Your task is to repeat, word for word, the line containing "of the dirt" and all lines that follow it to the end of the material, and no other lines.

Labeled-object pointing entries
---------------

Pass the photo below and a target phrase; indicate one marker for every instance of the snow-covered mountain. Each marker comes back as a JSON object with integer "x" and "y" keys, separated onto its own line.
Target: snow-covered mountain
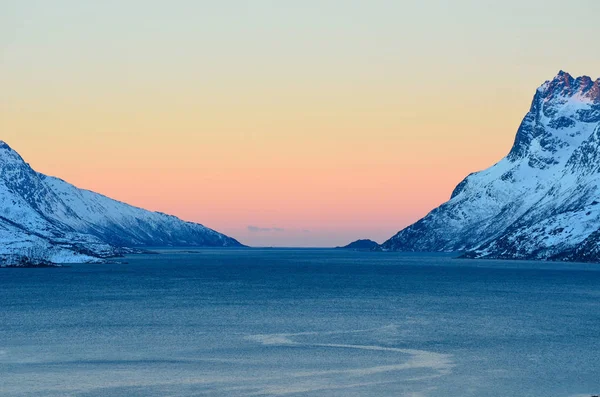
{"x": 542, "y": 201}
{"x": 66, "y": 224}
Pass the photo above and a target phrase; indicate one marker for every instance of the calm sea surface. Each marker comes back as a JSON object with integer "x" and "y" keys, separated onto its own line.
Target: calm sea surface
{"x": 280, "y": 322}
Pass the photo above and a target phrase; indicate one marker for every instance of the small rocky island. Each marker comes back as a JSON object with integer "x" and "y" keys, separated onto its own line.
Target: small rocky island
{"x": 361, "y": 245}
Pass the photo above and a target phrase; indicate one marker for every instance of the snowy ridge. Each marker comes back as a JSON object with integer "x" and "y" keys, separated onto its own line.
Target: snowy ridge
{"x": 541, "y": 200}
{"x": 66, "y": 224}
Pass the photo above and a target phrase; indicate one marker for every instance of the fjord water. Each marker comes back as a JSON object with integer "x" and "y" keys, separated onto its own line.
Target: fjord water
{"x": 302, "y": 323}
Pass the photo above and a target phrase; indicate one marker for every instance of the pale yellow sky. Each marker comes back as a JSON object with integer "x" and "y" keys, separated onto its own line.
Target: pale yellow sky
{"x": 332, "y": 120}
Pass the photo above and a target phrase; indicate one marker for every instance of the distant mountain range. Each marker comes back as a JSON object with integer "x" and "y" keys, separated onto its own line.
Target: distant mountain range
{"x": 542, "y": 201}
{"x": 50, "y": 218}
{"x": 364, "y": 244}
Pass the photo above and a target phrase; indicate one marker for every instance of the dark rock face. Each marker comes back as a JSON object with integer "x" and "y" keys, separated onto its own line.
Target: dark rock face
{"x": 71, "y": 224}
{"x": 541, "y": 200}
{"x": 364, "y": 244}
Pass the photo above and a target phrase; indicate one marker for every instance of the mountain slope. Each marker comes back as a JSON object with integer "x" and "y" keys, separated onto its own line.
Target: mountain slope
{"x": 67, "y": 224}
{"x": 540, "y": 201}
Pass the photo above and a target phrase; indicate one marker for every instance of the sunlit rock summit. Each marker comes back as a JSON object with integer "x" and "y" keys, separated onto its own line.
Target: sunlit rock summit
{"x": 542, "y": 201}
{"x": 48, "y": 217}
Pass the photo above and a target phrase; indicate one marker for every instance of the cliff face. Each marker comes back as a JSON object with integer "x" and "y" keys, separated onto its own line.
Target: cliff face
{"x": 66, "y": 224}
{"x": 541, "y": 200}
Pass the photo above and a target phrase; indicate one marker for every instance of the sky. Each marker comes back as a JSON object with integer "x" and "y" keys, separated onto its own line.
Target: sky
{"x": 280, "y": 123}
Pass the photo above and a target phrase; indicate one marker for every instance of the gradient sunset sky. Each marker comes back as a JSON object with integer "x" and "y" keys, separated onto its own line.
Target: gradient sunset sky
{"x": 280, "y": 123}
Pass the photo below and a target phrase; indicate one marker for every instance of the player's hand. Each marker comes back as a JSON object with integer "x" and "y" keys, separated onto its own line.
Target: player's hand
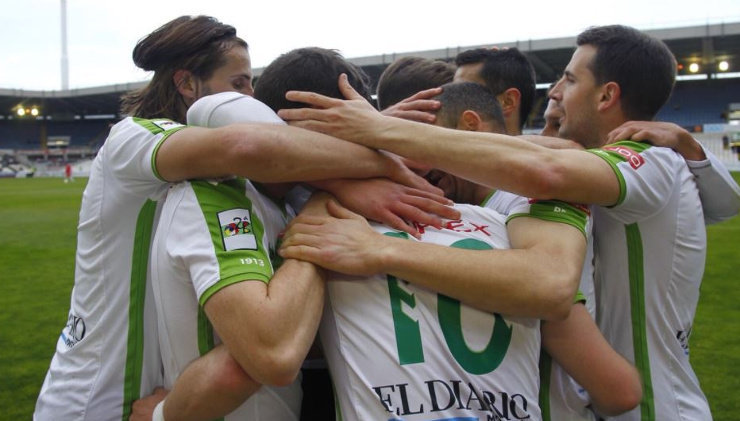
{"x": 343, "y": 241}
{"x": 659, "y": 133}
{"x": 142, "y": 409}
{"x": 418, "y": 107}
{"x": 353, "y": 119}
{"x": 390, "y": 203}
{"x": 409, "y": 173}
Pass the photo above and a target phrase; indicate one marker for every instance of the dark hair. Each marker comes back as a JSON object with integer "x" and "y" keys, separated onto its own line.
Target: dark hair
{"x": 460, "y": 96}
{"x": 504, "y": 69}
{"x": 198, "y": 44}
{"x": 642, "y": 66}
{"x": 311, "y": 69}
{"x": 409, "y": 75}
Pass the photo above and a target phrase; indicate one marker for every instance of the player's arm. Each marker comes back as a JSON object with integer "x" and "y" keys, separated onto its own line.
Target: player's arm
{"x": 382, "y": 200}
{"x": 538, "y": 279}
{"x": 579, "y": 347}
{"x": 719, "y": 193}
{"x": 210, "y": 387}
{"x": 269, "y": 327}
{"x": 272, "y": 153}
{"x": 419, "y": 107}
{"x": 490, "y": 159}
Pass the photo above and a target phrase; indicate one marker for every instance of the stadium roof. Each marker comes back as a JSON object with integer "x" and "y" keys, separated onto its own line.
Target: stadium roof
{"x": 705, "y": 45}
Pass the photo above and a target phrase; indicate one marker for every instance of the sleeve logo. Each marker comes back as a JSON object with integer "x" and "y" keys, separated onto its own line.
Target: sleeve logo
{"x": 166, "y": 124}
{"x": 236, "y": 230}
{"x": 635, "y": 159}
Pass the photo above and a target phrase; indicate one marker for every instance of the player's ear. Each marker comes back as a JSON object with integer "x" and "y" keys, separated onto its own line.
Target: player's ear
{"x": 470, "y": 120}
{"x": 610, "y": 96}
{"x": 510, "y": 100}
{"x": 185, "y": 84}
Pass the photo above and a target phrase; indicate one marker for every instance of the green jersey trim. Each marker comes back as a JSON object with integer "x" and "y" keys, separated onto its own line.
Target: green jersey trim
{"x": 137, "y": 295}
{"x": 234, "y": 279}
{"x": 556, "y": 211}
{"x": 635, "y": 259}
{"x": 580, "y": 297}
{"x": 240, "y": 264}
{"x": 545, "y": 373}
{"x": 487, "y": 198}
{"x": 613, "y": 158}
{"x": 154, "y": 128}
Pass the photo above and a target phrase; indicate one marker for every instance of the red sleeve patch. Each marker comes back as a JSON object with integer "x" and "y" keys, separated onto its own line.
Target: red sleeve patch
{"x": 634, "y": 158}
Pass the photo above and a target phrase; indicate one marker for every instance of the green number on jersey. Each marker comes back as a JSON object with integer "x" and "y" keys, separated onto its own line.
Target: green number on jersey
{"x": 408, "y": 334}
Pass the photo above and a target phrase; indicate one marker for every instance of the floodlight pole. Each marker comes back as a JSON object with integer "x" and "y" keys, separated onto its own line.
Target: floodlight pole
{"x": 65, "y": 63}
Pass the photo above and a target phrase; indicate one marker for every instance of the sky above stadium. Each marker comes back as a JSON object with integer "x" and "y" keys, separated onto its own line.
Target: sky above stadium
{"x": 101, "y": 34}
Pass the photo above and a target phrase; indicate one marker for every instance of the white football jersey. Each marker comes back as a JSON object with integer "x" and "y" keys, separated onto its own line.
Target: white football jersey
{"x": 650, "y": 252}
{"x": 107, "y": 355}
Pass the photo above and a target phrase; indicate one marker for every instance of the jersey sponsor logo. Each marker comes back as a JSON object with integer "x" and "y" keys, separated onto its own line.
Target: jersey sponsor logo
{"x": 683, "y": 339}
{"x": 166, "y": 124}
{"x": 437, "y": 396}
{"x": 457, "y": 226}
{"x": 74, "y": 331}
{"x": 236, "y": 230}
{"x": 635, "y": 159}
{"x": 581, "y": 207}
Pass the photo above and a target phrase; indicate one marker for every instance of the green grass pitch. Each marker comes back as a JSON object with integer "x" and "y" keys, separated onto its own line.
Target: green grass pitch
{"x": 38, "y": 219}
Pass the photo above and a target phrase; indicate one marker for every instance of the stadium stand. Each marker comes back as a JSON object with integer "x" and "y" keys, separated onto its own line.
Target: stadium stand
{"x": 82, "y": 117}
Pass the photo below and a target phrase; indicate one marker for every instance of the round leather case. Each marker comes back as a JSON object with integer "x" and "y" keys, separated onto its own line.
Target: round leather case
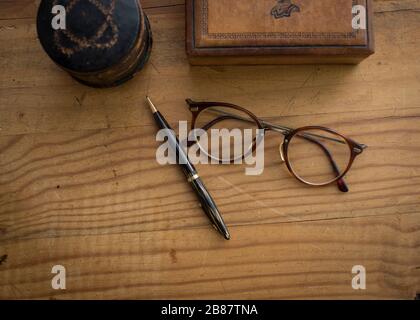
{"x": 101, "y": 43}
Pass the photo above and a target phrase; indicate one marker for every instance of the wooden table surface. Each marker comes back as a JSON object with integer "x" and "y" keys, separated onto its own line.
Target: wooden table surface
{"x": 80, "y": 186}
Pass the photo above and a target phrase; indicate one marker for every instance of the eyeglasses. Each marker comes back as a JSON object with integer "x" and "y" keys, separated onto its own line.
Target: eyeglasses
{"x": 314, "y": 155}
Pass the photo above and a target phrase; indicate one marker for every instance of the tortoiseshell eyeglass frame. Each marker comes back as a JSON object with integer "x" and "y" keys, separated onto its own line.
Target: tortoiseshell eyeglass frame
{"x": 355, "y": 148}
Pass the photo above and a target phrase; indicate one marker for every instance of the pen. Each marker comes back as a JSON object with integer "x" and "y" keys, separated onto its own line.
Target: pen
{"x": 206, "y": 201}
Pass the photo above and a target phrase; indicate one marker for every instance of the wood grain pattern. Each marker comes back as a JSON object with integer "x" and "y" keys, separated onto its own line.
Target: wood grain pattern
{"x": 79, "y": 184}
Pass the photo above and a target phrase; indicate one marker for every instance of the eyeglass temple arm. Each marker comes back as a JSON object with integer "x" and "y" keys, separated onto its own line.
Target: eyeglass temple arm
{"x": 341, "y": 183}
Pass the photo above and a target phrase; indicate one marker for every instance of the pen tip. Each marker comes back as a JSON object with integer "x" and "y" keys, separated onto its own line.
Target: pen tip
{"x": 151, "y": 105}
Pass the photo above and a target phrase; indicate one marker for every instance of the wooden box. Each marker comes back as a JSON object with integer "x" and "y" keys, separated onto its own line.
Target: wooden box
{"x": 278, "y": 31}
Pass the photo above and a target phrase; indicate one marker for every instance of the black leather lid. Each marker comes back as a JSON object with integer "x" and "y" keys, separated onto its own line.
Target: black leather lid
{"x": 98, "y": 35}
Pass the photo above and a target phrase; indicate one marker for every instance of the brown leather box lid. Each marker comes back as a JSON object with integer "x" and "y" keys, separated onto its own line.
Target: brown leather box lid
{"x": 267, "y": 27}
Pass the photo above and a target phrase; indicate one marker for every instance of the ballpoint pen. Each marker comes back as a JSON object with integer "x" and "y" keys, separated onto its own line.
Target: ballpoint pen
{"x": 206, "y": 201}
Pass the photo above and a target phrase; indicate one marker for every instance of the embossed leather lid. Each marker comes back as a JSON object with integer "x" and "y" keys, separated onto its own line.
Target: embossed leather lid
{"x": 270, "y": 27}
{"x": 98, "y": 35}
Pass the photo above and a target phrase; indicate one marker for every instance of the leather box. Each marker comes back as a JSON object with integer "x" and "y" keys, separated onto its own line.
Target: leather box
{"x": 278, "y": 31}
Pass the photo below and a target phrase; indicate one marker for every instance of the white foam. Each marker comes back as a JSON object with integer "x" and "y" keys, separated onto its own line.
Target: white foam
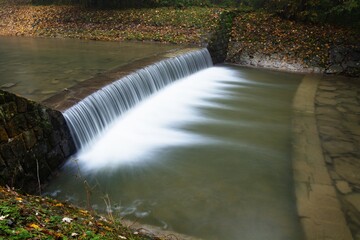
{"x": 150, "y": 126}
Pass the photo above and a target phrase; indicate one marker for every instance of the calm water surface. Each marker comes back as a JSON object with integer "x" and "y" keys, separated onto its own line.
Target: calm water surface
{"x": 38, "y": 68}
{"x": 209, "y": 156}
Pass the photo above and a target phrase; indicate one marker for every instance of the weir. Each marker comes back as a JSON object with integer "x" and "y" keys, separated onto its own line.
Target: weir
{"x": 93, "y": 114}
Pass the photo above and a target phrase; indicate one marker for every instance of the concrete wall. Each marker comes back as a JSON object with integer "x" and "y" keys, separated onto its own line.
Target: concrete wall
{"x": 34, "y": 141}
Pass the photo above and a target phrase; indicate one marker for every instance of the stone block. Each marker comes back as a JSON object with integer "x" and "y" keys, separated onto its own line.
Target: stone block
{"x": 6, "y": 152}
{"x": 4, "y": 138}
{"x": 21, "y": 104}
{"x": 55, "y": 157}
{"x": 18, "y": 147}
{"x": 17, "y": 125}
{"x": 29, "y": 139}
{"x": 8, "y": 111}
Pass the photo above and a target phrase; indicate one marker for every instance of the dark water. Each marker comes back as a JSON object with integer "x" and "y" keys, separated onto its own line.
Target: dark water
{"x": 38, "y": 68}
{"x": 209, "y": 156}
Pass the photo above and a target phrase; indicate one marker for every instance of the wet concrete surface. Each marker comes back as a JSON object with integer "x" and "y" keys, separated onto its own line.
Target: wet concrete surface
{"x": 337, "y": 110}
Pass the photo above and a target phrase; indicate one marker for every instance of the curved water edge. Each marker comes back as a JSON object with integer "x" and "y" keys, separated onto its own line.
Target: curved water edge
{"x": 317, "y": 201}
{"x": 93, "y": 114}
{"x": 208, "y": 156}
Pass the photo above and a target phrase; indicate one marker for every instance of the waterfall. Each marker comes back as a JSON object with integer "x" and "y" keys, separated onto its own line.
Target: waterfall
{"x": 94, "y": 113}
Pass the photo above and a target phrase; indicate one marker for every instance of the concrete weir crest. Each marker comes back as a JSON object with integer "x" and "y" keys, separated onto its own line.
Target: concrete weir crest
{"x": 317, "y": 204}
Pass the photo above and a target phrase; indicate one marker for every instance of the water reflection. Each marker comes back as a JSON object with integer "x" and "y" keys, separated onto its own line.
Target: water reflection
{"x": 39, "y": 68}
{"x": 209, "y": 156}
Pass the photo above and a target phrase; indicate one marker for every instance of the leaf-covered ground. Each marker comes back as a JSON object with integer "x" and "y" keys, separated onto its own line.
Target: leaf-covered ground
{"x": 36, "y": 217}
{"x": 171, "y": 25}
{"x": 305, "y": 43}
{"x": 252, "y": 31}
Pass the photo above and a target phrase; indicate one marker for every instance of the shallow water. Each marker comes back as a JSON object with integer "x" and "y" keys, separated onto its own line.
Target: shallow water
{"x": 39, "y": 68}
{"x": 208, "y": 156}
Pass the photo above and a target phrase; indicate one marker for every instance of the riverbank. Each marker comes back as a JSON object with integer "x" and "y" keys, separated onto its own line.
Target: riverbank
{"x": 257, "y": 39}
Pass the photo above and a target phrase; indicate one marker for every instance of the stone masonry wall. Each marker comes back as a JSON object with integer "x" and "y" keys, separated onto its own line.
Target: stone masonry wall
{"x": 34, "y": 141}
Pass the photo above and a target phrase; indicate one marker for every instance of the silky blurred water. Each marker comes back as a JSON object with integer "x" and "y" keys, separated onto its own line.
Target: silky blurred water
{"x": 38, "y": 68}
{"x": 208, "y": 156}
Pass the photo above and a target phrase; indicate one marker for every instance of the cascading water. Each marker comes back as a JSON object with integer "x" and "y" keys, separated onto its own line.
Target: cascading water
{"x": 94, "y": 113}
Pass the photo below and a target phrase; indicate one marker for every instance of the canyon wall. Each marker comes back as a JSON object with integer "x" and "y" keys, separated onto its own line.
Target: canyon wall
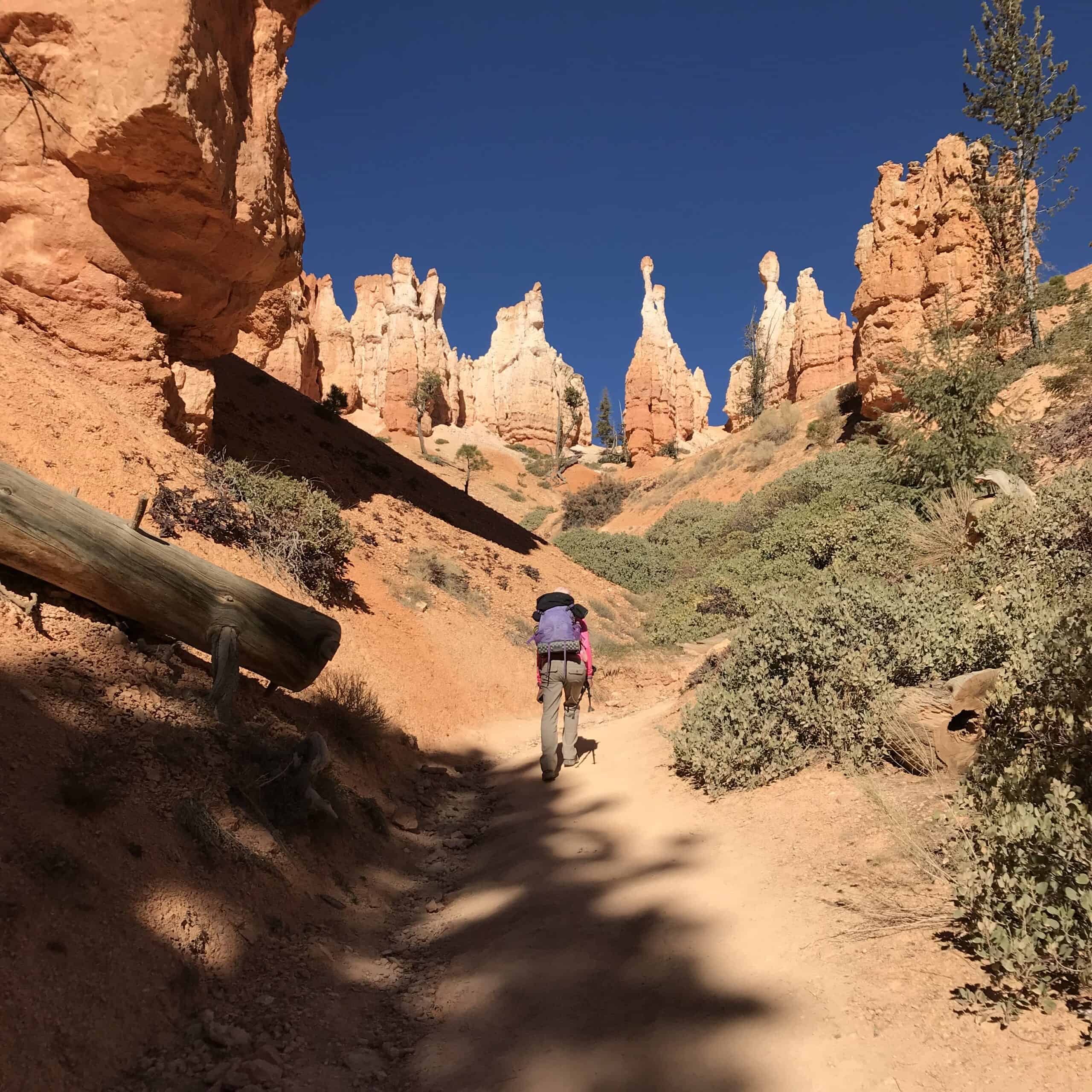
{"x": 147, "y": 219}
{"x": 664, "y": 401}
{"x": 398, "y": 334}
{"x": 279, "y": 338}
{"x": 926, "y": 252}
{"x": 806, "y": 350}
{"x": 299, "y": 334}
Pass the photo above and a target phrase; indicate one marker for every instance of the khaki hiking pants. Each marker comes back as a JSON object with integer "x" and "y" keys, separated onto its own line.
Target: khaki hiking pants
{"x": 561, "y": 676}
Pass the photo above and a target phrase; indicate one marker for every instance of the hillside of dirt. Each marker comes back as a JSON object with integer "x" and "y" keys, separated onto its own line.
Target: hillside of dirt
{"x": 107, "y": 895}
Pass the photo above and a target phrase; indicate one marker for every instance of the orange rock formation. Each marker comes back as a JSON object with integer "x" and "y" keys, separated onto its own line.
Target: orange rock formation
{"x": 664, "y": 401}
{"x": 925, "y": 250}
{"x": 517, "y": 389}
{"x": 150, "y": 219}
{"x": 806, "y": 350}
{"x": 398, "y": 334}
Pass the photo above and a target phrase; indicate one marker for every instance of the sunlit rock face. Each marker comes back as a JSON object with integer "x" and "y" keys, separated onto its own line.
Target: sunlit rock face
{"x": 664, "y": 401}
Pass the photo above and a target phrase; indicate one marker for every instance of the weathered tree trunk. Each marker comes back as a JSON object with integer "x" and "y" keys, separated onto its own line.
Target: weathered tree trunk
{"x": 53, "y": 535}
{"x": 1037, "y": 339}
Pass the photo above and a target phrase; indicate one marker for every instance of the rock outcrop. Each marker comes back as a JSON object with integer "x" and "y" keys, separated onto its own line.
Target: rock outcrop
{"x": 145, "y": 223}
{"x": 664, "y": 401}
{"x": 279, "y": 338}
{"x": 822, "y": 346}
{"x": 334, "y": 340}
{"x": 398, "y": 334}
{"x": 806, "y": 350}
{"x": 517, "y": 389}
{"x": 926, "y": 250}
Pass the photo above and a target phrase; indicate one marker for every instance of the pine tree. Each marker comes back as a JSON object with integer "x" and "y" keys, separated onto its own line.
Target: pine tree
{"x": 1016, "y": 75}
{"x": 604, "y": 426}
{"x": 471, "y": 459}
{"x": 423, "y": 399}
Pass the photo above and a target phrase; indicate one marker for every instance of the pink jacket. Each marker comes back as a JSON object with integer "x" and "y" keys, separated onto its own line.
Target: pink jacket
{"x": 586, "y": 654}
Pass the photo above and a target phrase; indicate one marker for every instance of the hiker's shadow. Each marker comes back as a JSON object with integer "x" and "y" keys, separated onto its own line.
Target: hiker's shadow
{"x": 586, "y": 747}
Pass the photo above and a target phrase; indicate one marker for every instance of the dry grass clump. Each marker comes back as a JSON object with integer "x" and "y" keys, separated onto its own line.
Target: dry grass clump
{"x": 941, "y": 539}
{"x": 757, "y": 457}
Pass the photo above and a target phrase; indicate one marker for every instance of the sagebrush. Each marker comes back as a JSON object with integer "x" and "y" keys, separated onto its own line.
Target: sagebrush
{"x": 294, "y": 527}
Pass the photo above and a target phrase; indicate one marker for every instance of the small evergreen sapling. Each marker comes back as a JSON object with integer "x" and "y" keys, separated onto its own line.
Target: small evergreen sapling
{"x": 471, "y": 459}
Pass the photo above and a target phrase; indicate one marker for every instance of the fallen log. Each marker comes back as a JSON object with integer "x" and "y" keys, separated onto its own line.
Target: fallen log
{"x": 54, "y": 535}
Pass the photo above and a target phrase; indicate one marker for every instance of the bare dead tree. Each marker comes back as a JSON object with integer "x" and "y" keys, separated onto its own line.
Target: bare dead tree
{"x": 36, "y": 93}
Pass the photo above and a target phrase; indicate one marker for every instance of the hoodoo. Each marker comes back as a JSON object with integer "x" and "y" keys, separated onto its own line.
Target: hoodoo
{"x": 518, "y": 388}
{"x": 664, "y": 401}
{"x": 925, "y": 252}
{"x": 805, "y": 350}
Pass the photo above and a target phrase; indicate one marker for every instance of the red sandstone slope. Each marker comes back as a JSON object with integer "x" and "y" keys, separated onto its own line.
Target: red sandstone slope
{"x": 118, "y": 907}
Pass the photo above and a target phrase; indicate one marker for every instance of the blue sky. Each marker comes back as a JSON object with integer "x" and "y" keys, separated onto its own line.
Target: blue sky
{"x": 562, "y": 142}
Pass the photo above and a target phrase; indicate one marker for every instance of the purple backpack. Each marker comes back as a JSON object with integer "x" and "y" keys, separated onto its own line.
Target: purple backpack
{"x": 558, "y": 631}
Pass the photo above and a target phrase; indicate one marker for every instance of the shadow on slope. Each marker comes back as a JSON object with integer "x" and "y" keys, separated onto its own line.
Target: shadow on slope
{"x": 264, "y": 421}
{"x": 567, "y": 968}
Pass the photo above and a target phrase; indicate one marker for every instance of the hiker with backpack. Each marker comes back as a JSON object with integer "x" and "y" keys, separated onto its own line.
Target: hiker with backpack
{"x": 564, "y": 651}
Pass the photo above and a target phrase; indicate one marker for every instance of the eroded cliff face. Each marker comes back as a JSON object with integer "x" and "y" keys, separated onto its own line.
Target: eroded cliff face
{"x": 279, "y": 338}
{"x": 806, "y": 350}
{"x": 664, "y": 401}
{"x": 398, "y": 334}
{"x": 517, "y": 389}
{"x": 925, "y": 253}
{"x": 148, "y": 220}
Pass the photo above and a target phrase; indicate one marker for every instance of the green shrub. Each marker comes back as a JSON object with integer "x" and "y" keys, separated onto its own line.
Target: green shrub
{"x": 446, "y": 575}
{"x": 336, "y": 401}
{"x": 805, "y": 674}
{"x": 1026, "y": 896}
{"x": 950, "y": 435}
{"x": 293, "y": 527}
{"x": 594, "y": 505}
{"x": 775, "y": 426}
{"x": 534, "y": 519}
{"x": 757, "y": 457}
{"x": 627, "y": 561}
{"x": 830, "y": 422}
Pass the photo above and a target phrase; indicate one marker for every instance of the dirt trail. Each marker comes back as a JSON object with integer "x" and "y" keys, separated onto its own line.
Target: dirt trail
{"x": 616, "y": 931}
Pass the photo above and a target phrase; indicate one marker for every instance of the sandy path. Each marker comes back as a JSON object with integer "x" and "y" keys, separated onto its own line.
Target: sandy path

---------------

* _Written answer_:
Pass the photo above and a target phrase; indicate one marker for every instance of the dirt trail. Each marker comes back as a JSON object with integer "x" and "y" keys, separated onto its own line.
Target: dirt trail
{"x": 616, "y": 931}
Pass the photo above and a target phrase; indicate one marker for every instance of the sandy path. Each marker comes back as a JSON object with integer "x" and "y" keys, separated onto its own line.
Target: sandy path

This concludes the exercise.